Action item. Work out how many lines in the entries below contain the string "rocky". Reply with that figure alone.

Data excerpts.
# # # #
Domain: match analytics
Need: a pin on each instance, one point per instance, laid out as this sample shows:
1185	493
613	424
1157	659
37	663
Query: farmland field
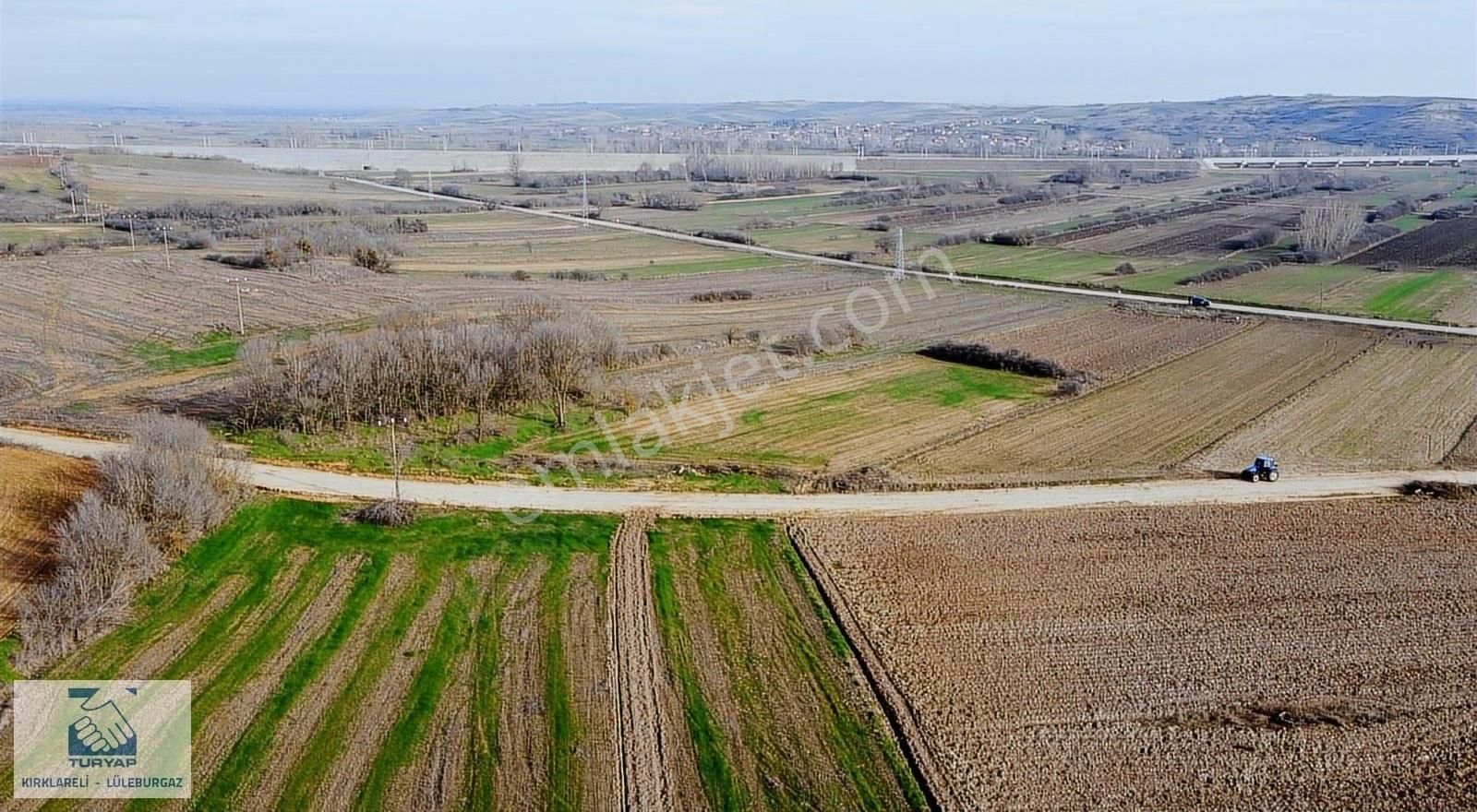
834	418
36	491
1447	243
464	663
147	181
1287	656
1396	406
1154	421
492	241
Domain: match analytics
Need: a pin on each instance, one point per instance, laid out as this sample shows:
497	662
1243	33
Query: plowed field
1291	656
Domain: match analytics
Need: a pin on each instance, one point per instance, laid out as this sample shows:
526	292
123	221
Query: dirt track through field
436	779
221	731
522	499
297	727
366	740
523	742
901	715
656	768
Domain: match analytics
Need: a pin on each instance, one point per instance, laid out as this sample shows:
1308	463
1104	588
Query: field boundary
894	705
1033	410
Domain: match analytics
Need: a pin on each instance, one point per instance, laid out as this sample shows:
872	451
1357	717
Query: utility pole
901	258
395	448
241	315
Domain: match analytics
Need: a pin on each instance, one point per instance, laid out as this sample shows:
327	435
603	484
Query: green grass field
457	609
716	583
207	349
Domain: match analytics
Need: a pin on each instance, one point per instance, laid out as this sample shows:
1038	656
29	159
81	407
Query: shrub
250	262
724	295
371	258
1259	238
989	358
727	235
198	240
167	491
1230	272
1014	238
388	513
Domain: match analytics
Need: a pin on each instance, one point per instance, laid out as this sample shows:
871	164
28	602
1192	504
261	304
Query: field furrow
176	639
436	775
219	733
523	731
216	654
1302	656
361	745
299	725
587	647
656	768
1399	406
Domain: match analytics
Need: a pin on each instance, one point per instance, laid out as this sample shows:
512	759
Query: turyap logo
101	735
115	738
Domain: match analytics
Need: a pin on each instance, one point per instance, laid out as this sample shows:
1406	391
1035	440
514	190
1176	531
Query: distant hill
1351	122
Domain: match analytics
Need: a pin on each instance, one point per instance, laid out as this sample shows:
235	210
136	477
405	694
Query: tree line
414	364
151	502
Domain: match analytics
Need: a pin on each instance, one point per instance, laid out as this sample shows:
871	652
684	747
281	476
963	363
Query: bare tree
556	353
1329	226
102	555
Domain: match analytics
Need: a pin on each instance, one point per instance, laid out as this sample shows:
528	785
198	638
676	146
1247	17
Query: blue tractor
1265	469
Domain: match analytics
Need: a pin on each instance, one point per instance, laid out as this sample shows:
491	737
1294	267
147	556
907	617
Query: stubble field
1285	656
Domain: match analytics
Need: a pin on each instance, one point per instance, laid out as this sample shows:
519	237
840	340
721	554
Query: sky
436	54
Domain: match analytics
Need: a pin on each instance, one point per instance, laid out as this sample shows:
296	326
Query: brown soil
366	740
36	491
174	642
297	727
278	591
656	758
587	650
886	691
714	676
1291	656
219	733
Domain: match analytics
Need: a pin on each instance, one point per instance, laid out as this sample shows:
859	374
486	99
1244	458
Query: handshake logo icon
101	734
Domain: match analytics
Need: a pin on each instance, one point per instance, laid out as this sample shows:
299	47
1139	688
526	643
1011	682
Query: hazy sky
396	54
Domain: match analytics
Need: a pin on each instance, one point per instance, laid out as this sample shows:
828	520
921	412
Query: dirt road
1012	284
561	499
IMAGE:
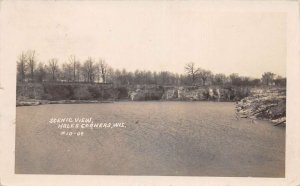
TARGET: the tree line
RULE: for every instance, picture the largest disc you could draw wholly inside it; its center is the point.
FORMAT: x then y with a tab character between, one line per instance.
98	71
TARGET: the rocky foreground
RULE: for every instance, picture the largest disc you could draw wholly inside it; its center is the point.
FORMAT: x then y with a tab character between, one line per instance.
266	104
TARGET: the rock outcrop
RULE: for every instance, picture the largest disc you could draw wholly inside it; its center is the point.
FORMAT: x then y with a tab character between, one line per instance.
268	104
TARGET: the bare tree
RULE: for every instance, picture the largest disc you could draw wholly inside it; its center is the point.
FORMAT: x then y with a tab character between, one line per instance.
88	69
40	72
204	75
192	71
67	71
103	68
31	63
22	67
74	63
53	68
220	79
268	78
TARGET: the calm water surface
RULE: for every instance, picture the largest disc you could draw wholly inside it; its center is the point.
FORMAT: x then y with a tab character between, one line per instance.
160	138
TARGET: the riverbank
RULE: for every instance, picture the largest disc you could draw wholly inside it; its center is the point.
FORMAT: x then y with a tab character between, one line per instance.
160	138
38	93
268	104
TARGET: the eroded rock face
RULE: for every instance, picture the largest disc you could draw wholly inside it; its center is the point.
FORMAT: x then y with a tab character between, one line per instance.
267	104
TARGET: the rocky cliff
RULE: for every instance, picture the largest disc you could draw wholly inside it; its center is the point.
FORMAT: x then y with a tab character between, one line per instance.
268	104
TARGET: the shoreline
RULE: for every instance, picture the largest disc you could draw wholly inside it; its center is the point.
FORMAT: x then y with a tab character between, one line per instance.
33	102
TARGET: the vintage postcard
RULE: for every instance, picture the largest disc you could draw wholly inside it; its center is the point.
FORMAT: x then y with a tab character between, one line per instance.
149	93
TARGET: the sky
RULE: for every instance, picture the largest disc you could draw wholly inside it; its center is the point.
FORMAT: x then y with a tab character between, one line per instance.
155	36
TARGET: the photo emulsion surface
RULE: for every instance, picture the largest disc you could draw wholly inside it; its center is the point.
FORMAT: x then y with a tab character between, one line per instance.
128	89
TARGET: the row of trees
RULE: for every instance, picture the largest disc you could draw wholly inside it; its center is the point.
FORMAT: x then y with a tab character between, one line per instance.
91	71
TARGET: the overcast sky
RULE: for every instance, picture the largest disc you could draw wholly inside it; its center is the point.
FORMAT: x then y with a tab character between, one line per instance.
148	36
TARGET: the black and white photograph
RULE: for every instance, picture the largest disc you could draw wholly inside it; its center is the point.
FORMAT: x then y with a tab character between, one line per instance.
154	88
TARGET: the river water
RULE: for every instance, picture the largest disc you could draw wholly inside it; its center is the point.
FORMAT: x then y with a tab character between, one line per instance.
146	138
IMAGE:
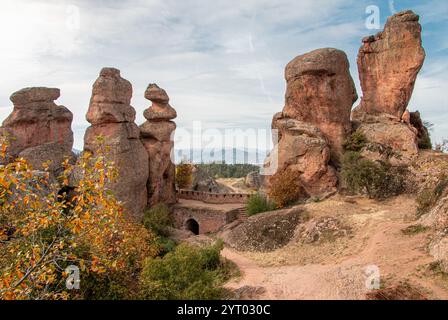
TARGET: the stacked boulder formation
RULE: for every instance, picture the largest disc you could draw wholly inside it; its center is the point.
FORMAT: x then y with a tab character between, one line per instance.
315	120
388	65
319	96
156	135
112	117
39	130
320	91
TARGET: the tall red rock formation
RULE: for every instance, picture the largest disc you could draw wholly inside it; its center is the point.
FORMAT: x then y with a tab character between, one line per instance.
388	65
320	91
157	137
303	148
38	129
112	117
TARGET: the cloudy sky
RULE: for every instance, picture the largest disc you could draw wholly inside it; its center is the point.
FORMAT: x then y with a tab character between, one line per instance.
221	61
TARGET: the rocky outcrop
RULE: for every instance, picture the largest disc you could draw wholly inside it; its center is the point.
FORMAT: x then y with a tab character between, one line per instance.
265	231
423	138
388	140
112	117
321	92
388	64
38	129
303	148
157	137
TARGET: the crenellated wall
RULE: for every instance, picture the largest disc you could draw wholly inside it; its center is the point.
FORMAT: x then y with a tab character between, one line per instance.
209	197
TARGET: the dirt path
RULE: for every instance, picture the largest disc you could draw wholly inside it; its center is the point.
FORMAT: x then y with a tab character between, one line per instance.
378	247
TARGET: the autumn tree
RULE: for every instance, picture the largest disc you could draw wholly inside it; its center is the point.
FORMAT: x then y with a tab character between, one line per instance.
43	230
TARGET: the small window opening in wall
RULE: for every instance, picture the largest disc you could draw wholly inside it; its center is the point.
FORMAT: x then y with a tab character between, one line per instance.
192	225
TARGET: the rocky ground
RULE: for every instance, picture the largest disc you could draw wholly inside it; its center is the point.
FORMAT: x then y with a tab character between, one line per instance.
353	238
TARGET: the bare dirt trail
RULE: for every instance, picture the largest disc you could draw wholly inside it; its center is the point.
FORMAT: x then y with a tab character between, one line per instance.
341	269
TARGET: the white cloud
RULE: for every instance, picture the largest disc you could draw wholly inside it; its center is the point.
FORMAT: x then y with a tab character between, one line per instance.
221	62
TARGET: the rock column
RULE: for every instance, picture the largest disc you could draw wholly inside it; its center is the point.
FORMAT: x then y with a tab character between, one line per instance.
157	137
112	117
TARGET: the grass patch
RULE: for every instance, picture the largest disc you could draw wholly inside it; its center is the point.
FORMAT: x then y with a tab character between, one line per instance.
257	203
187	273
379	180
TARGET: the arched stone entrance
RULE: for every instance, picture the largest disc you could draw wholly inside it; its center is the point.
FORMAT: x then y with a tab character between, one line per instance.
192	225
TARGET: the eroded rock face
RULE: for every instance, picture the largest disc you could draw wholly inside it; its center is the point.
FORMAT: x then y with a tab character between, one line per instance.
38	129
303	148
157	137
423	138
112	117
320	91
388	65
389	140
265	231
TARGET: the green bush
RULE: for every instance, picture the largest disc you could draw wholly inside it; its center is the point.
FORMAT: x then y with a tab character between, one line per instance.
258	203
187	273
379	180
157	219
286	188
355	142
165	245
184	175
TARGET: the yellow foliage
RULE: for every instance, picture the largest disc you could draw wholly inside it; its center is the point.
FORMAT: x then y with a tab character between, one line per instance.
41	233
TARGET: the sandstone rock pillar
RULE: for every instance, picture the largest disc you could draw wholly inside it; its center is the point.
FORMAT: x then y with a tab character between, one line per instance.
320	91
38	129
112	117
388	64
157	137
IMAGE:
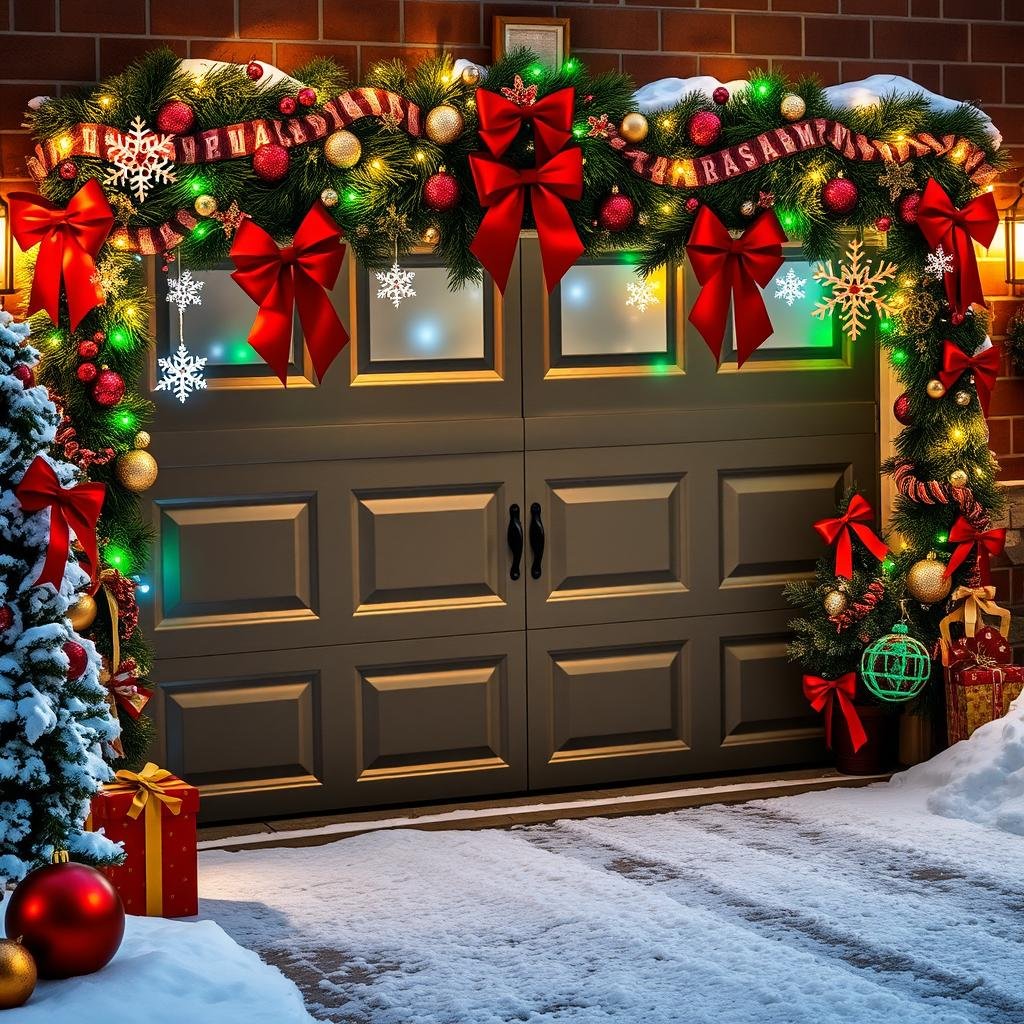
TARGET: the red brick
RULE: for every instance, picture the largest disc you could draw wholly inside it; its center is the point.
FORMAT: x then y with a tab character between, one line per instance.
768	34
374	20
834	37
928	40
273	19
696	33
# # # #
Response box. 4